▶ **Exercise data**:
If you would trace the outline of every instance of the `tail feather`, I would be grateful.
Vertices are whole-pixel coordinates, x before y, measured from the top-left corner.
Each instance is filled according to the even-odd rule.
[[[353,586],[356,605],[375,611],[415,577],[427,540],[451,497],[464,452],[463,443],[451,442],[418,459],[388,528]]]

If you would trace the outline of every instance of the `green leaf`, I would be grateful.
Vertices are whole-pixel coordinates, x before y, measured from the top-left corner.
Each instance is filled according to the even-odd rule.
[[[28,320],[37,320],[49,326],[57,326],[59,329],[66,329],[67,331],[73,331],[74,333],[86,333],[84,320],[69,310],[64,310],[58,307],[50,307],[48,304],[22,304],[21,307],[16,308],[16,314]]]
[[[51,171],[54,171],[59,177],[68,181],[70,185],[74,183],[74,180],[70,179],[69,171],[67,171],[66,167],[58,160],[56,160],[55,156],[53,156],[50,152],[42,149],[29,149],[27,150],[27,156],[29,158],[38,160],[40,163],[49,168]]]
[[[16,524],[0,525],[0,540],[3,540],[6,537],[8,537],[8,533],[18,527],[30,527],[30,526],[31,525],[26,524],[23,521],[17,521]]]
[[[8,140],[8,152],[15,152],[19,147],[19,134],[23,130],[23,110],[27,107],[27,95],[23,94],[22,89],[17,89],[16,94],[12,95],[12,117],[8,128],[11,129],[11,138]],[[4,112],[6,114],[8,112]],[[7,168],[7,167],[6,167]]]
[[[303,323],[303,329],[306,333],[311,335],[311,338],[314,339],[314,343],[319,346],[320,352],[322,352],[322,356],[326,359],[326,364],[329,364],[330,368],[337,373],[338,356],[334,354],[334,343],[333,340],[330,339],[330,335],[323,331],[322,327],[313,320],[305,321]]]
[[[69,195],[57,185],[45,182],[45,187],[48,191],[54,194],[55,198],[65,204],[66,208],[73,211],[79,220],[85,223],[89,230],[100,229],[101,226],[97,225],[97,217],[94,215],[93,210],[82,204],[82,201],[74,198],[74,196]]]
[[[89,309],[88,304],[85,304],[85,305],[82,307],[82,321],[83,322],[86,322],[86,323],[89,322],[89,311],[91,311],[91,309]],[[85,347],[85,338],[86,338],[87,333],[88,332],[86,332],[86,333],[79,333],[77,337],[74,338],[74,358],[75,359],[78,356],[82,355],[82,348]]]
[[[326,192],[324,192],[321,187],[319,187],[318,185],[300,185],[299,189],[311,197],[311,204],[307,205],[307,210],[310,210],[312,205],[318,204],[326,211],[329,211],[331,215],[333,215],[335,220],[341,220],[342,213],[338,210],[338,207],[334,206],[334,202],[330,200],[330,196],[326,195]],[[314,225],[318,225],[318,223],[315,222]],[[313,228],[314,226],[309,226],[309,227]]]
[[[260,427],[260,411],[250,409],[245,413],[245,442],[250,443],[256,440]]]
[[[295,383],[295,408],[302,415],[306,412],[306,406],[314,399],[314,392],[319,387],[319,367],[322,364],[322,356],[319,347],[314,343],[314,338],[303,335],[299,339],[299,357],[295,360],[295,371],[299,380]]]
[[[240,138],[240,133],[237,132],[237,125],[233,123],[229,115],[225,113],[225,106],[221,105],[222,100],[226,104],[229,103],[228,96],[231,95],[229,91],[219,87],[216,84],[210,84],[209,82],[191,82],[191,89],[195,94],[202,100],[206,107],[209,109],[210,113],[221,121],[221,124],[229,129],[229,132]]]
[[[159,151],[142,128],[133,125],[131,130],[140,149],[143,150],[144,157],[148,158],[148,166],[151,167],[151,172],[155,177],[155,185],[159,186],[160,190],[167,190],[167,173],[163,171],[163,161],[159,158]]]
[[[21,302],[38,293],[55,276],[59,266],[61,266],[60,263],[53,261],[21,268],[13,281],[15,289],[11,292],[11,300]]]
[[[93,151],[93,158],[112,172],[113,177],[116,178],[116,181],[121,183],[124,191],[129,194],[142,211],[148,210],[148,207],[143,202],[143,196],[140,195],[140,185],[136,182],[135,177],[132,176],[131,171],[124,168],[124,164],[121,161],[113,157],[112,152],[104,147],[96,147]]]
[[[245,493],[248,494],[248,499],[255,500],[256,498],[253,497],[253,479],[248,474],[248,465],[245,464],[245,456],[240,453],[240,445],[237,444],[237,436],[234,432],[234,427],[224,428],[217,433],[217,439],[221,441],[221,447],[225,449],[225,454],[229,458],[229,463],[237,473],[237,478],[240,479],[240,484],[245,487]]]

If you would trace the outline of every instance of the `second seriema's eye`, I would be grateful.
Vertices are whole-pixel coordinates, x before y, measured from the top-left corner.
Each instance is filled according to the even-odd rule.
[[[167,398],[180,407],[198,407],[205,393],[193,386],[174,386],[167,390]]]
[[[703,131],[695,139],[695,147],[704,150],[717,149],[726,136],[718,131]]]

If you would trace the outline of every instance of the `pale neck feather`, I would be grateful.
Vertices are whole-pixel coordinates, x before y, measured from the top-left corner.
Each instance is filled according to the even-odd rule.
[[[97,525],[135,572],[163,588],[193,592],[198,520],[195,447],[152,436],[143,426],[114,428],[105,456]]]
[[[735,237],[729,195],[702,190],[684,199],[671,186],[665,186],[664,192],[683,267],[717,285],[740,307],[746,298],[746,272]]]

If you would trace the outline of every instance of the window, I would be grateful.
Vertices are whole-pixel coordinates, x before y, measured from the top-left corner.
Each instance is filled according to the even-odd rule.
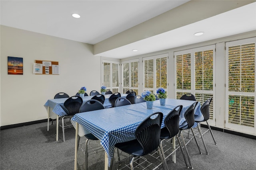
[[[176,98],[191,93],[202,105],[208,98],[212,98],[209,123],[213,125],[215,48],[212,45],[174,53]]]
[[[255,38],[226,43],[225,126],[255,133]]]
[[[130,89],[138,94],[138,60],[122,62],[122,92],[125,93]]]
[[[144,90],[156,94],[160,87],[167,88],[167,59],[168,54],[143,58]]]
[[[103,61],[103,84],[113,93],[119,90],[119,62]]]

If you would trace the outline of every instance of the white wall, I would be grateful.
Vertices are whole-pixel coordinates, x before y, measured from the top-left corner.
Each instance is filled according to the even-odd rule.
[[[44,106],[58,92],[100,90],[100,57],[92,45],[1,25],[0,125],[47,118]],[[23,58],[23,75],[8,75],[7,57]],[[58,61],[60,75],[32,73],[35,60]]]

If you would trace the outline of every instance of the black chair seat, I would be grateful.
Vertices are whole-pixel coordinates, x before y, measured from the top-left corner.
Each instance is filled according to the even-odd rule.
[[[166,139],[173,137],[171,136],[170,132],[166,127],[164,127],[161,129],[161,133],[160,134],[160,139]]]
[[[136,139],[122,143],[118,143],[115,147],[120,150],[136,156],[144,155],[143,149],[138,141]]]
[[[99,140],[98,139],[95,137],[95,136],[92,135],[92,133],[89,133],[88,134],[86,135],[84,135],[84,136],[86,137],[88,139],[93,140]]]
[[[195,115],[195,121],[196,122],[202,122],[206,121],[204,116]]]

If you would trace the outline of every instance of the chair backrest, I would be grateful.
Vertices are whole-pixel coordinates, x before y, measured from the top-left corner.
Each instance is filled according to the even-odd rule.
[[[210,111],[209,110],[209,107],[212,100],[212,98],[210,98],[207,99],[201,107],[201,112],[204,117],[204,120],[203,121],[206,121],[210,118]]]
[[[69,98],[69,96],[66,93],[61,92],[58,93],[54,96],[54,99],[60,99],[60,98]]]
[[[76,93],[76,96],[80,96],[80,95],[78,93]],[[86,93],[86,92],[85,93],[84,93],[84,96],[88,96],[88,94],[87,94]]]
[[[127,94],[126,98],[131,102],[132,104],[134,104],[134,97],[136,96],[136,92],[132,92]]]
[[[184,117],[186,119],[188,125],[187,129],[190,129],[195,123],[195,116],[194,115],[194,110],[195,107],[197,104],[198,102],[196,102],[192,104],[185,111],[184,113]]]
[[[134,103],[139,103],[143,102],[146,102],[146,100],[144,100],[144,98],[142,98],[140,95],[136,95],[134,97]]]
[[[159,99],[158,98],[158,97],[157,97],[157,96],[156,96],[156,94],[154,94],[154,95],[155,95],[155,97],[156,97],[156,100],[159,100]]]
[[[195,97],[195,96],[193,94],[190,93],[184,94],[180,97],[180,99],[181,99],[182,100],[193,100],[194,101],[196,100],[196,97]]]
[[[170,133],[170,138],[175,136],[180,131],[179,120],[182,107],[182,105],[176,107],[168,113],[164,119],[164,125]]]
[[[121,94],[120,93],[118,92],[113,94],[111,96],[110,96],[109,97],[109,101],[111,103],[112,107],[114,107],[115,106],[115,102],[116,102],[116,99],[120,97]]]
[[[94,96],[92,97],[91,99],[94,99],[95,100],[98,100],[103,104],[104,104],[104,102],[105,101],[105,96],[103,94],[99,94]]]
[[[125,94],[129,94],[130,93],[132,92],[133,92],[133,90],[132,90],[132,89],[130,89],[129,90],[127,90],[127,91],[126,92],[126,93],[125,93]]]
[[[120,97],[116,99],[115,101],[114,107],[122,106],[129,104],[132,104],[128,99]]]
[[[70,97],[64,102],[64,106],[68,111],[68,115],[74,115],[79,112],[79,109],[83,104],[83,100],[80,96]]]
[[[95,96],[100,94],[96,90],[92,90],[90,93],[90,96]]]
[[[113,93],[112,92],[111,90],[107,90],[107,91],[106,92],[106,93],[105,93],[105,94],[113,94]]]
[[[98,100],[91,99],[87,100],[80,107],[79,113],[104,109],[103,104]]]
[[[135,137],[143,148],[142,156],[151,152],[159,146],[162,120],[162,113],[154,113],[147,117],[136,128]]]

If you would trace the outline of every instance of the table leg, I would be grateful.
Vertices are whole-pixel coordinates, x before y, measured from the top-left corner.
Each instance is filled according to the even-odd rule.
[[[56,115],[56,141],[58,140],[58,135],[59,134],[59,115]]]
[[[75,145],[75,168],[77,169],[77,147],[78,145],[78,123],[76,123],[76,143]]]
[[[47,131],[49,131],[49,121],[50,121],[50,107],[48,107],[48,120],[47,121]]]
[[[112,158],[114,159],[114,158]],[[105,152],[105,168],[104,170],[108,170],[108,155],[107,152]]]
[[[176,142],[175,136],[172,137],[172,148],[173,151],[176,149]],[[174,152],[172,154],[172,161],[174,163],[176,163],[176,151]]]

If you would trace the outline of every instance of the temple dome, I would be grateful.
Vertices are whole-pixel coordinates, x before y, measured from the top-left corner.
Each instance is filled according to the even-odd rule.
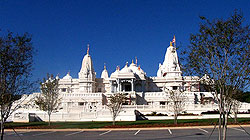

▶ **Written exercise**:
Reproduce the item lines verbatim, beginning at the line that contains "window, I would be grateful." and stopping after the line that contains "[[[195,115],[195,121],[196,122],[202,122],[206,121],[204,116]]]", with both of those lines included. Omit the pictures from your copy.

▶ **Result**:
If you would trace the outline of every instance of the window, I would be grateful.
Vertices are whole-pixel coordinates, x before y, measured from the top-left corner.
Each instance is filled according to the even-odd rule.
[[[176,98],[191,93],[202,105],[208,98],[212,98],[209,123],[213,125],[215,48],[212,45],[174,53]]]
[[[255,38],[226,43],[225,126],[255,133]]]
[[[130,89],[138,94],[138,60],[122,62],[122,92],[125,93]]]
[[[144,90],[156,94],[160,87],[167,88],[167,59],[168,54],[143,58]]]
[[[103,61],[103,84],[113,93],[119,90],[119,62]]]

If you would trace the outline of every instance of the white wall, I would be grateful.
Vertices are whole-pixel coordinates, x before y, measured from the top-left corner.
Each instance is filled according to the even-odd rule.
[[[44,106],[58,92],[100,90],[100,57],[92,45],[1,25],[0,125],[47,118]],[[23,58],[23,75],[8,75],[7,57]],[[58,61],[60,75],[32,73],[35,60]]]

If you would trace the outline of every instance of the black chair seat, I would be grateful.
Vertices are whole-pixel coordinates, x before y, measured from the top-left corner.
Each instance is filled according to the even-odd rule.
[[[166,139],[173,137],[171,136],[170,132],[166,127],[164,127],[161,129],[161,133],[160,134],[160,139]]]
[[[136,139],[122,143],[118,143],[115,147],[120,150],[136,156],[144,155],[143,149],[138,141]]]
[[[99,140],[98,139],[95,137],[95,136],[92,135],[92,133],[89,133],[88,134],[86,135],[84,135],[84,136],[86,137],[88,139],[93,140]]]
[[[195,115],[195,121],[196,122],[202,122],[206,121],[204,116]]]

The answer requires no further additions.